[Data entries]
-=-=-=-=-

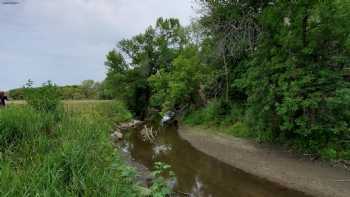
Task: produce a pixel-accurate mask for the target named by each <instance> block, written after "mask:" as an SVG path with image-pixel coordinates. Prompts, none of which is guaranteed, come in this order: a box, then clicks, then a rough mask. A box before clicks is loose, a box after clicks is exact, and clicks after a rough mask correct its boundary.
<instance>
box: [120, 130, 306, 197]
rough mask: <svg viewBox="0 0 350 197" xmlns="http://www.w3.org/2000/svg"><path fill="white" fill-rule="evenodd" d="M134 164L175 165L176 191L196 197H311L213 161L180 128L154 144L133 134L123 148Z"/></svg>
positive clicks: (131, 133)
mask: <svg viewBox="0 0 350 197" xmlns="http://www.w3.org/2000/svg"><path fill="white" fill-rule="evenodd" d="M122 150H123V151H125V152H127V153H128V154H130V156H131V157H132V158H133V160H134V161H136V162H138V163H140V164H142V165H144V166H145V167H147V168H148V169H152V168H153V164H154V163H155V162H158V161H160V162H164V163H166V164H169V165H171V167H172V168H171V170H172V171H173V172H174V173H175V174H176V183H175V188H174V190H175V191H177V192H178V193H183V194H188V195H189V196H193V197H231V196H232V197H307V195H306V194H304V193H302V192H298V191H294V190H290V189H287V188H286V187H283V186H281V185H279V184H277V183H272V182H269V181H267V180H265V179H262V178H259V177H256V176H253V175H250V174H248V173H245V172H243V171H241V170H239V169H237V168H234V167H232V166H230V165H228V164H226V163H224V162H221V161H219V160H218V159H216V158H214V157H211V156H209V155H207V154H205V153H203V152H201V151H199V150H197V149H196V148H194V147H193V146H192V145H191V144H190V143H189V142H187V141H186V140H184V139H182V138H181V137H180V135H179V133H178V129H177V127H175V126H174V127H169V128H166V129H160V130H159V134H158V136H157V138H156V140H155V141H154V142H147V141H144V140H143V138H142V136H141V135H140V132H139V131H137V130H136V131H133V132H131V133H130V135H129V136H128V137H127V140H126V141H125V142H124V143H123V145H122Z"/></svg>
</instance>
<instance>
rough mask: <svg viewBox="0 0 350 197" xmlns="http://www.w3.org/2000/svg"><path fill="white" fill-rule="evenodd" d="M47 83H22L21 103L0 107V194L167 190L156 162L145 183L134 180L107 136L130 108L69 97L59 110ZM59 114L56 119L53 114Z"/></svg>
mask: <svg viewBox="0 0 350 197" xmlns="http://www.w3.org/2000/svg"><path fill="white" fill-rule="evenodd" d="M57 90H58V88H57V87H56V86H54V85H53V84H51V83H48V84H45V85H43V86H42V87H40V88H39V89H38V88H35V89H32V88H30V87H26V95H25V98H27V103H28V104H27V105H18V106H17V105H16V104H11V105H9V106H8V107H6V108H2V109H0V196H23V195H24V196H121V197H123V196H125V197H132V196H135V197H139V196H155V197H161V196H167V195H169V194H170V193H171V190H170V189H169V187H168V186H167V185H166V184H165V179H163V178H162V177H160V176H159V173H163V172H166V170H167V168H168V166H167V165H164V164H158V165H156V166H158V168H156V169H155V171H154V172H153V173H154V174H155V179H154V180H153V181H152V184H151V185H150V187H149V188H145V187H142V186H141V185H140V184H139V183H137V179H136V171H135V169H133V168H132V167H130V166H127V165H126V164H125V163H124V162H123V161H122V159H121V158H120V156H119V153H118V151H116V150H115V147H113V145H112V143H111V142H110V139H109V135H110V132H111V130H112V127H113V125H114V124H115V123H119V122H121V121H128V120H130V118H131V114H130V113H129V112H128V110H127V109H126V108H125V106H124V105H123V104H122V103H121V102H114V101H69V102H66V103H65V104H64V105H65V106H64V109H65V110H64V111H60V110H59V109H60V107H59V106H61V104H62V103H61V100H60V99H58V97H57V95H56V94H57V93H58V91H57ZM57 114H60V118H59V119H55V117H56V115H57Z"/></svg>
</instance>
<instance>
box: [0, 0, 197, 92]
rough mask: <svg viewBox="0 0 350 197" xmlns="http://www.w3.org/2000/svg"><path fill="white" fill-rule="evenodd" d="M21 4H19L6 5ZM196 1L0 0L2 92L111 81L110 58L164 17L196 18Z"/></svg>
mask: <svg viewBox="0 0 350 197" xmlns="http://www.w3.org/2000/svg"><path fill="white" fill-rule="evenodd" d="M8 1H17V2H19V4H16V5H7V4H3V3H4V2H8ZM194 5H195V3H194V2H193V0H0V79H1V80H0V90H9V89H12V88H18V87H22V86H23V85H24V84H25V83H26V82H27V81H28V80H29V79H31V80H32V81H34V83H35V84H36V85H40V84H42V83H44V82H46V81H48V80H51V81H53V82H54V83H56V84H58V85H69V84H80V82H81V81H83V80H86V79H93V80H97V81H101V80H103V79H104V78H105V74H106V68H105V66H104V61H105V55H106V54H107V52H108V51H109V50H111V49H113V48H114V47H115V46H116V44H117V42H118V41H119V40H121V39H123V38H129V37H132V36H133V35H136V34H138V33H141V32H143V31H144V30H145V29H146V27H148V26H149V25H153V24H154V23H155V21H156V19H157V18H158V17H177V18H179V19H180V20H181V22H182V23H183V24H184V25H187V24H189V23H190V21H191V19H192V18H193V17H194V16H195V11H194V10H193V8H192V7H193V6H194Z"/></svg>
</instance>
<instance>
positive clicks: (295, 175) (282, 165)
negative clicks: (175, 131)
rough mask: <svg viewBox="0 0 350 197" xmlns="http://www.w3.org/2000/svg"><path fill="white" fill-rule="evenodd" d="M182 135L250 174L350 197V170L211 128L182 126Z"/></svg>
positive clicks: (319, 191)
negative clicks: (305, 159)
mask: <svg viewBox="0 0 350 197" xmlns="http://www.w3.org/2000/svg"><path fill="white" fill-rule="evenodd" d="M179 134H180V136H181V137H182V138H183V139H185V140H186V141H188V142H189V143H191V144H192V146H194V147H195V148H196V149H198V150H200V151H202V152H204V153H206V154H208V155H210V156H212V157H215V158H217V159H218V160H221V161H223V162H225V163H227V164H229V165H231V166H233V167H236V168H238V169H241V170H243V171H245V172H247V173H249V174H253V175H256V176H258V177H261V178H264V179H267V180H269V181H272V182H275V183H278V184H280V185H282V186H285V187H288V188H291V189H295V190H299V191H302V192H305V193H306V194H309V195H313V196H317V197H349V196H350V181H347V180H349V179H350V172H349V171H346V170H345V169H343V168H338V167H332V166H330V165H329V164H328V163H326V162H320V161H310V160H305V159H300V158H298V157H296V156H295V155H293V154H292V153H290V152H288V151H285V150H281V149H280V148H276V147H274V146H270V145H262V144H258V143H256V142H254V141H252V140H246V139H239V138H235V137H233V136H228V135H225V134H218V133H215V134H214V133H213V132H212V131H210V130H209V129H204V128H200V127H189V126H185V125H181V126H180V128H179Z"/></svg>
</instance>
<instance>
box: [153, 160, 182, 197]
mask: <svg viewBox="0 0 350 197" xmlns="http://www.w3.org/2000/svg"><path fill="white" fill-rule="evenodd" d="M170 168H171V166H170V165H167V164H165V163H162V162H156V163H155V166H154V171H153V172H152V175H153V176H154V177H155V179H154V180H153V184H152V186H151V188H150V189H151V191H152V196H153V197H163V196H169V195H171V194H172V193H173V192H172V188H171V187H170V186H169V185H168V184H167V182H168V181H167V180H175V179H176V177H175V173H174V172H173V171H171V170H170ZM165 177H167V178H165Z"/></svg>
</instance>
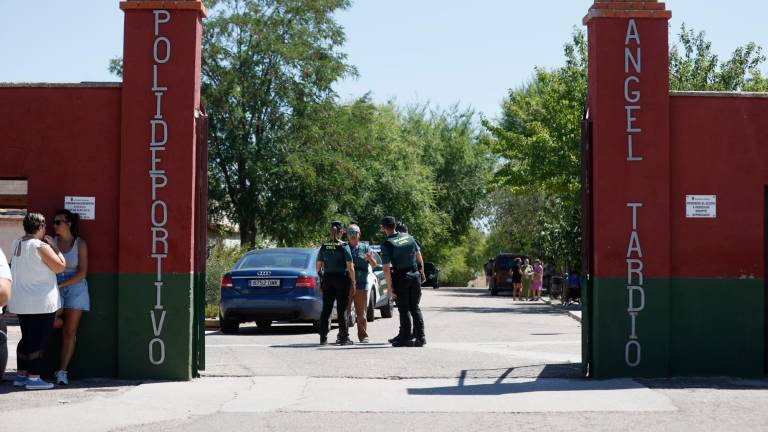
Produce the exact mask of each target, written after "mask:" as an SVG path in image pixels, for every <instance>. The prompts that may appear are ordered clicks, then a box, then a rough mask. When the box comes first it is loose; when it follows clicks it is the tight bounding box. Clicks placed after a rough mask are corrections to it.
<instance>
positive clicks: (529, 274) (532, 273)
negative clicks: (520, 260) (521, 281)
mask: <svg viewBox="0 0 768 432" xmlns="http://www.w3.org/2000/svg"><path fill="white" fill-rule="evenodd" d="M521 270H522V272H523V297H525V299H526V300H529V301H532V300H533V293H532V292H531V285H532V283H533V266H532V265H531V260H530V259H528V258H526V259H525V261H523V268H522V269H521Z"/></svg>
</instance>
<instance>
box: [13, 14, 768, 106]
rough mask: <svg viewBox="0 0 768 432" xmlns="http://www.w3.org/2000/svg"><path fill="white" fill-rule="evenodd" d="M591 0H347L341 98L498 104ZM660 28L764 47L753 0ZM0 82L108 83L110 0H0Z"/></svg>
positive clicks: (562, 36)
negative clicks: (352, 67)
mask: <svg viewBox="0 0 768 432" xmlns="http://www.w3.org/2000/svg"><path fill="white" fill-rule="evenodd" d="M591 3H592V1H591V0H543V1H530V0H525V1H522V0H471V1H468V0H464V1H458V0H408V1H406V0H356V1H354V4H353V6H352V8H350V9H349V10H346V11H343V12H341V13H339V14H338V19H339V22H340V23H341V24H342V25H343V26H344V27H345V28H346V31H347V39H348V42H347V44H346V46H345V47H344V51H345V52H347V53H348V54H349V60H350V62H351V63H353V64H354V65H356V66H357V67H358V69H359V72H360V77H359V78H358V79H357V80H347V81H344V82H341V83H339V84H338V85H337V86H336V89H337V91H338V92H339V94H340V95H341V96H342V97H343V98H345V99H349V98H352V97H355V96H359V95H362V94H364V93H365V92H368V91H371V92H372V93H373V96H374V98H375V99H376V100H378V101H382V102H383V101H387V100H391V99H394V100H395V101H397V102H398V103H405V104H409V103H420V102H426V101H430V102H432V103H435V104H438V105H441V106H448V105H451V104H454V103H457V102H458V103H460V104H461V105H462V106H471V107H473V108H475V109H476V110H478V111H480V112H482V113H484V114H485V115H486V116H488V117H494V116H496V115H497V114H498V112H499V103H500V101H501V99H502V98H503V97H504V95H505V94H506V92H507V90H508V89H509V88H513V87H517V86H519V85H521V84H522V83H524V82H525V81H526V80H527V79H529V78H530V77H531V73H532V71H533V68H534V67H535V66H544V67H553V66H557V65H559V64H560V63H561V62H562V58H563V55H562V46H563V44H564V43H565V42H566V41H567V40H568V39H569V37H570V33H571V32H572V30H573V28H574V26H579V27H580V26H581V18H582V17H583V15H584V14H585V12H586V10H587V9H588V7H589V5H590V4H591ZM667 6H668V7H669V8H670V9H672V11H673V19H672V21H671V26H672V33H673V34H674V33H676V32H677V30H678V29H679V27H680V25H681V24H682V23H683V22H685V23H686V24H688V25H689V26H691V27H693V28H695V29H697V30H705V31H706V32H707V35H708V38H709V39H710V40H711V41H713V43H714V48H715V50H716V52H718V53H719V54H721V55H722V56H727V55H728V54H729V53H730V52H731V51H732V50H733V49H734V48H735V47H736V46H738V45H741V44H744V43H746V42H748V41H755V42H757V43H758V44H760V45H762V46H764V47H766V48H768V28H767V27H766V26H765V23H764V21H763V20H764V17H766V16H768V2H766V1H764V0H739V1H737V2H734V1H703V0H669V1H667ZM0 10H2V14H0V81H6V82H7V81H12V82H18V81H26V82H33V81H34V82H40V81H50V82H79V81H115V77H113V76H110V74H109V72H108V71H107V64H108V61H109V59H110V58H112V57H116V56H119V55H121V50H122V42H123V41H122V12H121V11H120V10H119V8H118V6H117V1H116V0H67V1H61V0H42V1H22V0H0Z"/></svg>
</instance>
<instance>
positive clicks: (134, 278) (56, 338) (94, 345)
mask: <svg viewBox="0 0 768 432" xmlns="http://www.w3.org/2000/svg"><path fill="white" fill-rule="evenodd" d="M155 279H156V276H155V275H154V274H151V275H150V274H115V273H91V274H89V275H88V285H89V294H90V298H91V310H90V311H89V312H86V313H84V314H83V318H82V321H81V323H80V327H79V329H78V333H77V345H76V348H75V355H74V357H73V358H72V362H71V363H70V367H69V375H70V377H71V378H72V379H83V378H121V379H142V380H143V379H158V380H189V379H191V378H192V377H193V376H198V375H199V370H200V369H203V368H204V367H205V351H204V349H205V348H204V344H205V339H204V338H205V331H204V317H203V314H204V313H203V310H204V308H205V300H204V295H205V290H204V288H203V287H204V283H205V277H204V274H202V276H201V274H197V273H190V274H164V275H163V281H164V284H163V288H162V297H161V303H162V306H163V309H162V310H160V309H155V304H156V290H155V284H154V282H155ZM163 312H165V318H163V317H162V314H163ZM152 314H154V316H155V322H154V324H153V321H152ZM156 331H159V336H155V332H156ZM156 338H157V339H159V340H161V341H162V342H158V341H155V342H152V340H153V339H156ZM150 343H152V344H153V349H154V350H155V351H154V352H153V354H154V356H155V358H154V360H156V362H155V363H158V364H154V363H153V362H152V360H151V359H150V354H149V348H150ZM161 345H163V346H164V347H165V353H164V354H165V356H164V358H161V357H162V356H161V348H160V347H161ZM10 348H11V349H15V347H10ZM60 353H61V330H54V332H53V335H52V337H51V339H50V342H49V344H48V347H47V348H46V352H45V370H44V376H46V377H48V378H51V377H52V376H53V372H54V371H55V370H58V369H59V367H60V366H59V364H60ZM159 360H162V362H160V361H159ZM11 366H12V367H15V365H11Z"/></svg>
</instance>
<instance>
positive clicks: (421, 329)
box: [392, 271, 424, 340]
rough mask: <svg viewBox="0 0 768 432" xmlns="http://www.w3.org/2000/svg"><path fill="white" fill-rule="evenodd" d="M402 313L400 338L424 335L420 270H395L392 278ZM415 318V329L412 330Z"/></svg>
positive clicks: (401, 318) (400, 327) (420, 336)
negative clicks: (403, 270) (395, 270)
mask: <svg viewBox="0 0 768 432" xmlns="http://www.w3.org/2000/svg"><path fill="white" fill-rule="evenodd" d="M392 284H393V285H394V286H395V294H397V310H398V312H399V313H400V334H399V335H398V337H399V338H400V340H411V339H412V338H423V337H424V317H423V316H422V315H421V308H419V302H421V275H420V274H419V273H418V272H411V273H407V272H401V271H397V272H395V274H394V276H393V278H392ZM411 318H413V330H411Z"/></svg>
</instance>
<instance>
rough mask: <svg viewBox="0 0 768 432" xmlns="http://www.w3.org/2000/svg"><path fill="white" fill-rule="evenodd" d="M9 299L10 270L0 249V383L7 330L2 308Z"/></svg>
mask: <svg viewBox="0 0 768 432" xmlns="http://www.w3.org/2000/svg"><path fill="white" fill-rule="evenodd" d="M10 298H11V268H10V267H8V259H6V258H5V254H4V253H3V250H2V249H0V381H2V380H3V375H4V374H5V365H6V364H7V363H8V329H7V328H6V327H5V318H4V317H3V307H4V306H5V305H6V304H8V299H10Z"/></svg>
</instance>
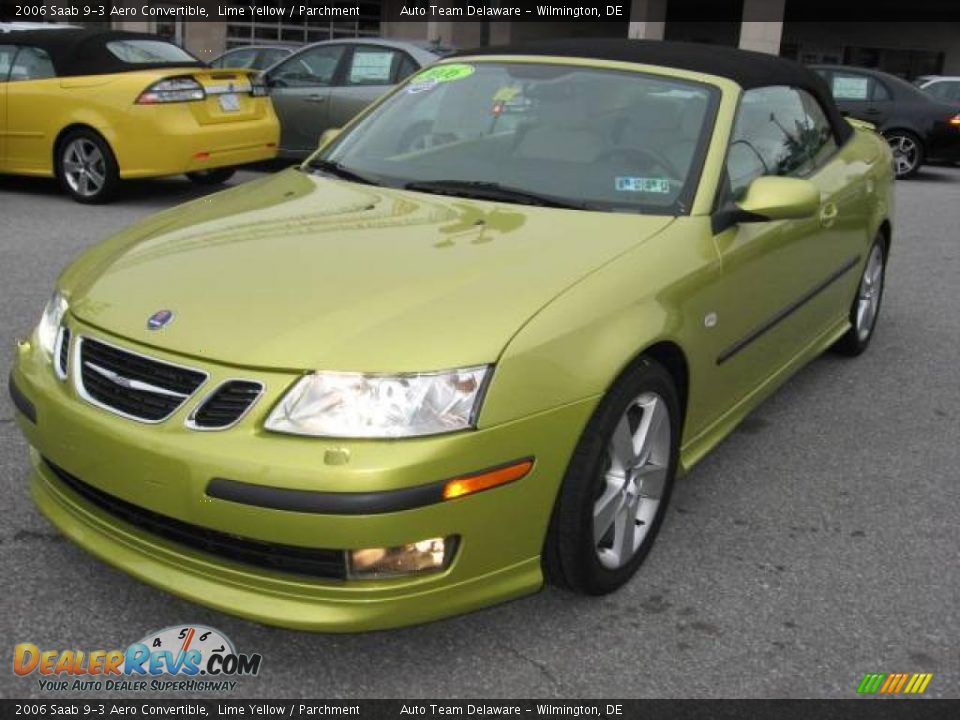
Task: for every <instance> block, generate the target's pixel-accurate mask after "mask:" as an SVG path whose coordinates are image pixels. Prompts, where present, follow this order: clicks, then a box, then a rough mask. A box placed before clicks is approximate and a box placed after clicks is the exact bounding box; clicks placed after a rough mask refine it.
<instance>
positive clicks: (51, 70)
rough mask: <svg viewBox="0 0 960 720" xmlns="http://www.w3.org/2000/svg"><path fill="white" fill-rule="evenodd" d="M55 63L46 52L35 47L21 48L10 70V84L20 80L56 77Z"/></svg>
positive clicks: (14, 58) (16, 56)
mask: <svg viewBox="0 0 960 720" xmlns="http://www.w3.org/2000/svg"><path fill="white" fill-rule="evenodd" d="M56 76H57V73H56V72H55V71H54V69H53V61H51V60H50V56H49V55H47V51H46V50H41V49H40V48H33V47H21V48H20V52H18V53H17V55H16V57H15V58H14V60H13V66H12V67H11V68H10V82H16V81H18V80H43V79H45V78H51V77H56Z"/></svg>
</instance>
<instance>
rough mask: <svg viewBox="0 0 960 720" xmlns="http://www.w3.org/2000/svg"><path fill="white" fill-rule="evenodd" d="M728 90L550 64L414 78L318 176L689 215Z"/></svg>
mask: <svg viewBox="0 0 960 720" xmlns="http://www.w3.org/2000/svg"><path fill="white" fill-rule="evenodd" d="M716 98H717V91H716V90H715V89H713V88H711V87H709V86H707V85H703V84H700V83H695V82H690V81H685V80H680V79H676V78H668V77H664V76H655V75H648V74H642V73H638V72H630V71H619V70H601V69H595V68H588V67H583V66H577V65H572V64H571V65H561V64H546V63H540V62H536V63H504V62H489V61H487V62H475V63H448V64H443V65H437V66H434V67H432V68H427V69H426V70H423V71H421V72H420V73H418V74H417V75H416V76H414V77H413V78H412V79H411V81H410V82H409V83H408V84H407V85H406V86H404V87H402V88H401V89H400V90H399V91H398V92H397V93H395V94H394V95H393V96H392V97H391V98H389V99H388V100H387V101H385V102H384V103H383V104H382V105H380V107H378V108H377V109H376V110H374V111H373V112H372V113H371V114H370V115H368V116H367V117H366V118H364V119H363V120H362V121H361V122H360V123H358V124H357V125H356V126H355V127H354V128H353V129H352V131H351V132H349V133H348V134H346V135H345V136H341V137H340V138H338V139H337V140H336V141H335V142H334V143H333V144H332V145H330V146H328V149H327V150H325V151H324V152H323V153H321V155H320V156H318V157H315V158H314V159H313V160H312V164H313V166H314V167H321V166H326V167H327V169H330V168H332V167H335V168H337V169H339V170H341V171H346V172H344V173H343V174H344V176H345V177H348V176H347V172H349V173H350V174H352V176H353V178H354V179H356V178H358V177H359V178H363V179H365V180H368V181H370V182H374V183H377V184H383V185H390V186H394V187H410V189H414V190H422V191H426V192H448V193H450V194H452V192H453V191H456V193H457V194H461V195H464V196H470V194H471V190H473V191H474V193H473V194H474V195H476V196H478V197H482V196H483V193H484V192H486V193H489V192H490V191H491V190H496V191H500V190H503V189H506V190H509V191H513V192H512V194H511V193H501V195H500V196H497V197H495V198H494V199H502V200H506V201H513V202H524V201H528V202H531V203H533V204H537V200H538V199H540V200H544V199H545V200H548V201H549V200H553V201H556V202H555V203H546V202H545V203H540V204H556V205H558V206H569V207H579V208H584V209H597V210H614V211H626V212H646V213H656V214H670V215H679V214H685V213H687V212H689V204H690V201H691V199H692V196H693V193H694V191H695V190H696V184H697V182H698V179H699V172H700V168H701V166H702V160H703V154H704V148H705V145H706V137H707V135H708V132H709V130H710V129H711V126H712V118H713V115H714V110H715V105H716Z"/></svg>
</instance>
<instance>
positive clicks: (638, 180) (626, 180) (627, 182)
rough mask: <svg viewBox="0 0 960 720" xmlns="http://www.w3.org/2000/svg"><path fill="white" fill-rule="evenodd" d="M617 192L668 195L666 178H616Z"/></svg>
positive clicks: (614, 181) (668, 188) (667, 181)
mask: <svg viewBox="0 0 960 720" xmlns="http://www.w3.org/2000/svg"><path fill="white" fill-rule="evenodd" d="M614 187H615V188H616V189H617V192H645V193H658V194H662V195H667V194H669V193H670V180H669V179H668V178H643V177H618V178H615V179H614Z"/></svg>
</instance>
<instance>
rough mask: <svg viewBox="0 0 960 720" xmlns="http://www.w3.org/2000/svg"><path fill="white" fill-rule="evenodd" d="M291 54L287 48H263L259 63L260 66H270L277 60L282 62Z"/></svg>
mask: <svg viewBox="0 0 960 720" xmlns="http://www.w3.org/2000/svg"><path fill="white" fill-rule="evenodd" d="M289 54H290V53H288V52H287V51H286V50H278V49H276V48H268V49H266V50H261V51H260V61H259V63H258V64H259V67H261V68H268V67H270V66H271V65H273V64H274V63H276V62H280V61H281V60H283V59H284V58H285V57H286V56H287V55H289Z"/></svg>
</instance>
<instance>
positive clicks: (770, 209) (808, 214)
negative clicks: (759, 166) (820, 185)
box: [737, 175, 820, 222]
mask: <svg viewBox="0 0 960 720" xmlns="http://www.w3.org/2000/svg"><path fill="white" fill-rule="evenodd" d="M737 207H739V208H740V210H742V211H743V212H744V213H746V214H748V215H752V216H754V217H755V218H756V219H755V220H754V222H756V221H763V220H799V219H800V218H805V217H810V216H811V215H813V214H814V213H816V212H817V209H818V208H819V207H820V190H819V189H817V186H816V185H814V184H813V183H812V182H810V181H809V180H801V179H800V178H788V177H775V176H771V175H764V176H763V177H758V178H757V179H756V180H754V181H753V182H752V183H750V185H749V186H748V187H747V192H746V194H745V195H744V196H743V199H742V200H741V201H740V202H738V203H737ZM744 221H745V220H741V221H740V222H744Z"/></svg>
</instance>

-=-=-=-=-

Copy task for the entries above: every line with the string "loose".

Task: produce a pixel-accurate mask for the target named by each <instance> block, written after "mask:" as an SVG path with image-pixel coordinates. Prompts, none of which is guaranteed, come in this order: a box, then clicks, then a rough mask. A box before clicks is loose, a box after clicks is exact, and clicks after a rough mask correct its boundary.
Produce the exact mask of each target, written after "mask:" as an SVG path in image pixels, for every <instance>. The prompts that may appear are ordered clicks, then a box, then a rough mask. When the box comes first it is loose; when it follows clicks it is the tight bounding box. Clicks placed after a rough mask are corrections to it.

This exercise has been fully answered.